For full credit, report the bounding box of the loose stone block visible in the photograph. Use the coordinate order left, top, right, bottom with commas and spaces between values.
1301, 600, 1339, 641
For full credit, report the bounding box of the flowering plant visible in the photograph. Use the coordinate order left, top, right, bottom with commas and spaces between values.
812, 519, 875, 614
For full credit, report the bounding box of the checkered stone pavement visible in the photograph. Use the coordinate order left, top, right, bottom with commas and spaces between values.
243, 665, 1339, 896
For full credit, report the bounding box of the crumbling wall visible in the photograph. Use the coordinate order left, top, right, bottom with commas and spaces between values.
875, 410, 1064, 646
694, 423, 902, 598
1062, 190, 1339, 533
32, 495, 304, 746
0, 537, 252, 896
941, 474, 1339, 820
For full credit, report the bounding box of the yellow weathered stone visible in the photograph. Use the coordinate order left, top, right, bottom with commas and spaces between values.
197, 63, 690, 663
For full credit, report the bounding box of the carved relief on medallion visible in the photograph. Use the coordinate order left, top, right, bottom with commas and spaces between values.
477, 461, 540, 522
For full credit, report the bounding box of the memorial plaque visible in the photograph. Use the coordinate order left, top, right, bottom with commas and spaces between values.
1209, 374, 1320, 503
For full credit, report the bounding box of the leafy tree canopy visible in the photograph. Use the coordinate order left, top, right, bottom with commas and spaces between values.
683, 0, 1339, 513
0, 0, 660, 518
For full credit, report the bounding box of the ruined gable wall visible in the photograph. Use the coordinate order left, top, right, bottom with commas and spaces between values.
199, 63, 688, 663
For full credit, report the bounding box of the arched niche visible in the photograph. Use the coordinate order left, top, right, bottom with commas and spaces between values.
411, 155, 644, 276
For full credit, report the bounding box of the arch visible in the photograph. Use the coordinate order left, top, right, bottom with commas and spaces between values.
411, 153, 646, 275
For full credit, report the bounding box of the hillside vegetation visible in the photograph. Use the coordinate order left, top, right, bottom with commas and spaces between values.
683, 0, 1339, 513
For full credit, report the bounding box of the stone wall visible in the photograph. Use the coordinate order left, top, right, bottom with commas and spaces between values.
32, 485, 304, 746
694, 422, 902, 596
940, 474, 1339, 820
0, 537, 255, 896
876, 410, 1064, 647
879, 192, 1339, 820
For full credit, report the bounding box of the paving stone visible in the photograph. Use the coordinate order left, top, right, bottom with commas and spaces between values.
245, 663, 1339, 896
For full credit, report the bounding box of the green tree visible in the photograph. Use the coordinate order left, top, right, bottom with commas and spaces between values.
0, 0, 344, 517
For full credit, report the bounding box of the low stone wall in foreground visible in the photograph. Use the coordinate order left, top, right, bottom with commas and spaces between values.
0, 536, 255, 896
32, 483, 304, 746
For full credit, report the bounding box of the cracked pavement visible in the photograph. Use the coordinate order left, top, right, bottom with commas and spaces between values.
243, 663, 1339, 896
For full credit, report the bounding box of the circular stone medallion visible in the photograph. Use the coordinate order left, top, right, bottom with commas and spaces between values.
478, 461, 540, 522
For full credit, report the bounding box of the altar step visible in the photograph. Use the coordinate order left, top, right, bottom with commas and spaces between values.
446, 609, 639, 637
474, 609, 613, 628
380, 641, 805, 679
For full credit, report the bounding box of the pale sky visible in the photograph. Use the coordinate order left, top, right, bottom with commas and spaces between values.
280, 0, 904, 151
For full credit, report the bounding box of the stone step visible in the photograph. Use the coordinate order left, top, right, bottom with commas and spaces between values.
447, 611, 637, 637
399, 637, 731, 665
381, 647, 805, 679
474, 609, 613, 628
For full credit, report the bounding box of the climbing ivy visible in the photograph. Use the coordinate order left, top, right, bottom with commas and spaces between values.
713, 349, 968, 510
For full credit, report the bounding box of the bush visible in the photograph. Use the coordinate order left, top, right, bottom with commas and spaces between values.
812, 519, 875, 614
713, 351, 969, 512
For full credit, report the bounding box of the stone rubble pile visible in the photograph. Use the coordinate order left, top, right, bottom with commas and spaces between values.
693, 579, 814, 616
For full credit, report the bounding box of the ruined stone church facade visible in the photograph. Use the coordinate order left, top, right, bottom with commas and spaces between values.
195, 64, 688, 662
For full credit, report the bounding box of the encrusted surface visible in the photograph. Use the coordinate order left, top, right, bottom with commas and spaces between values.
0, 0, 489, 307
--------------------------------------------------
### The task
State how many lines of the records above contain the word "pavement". Give only the number.

### Solution
2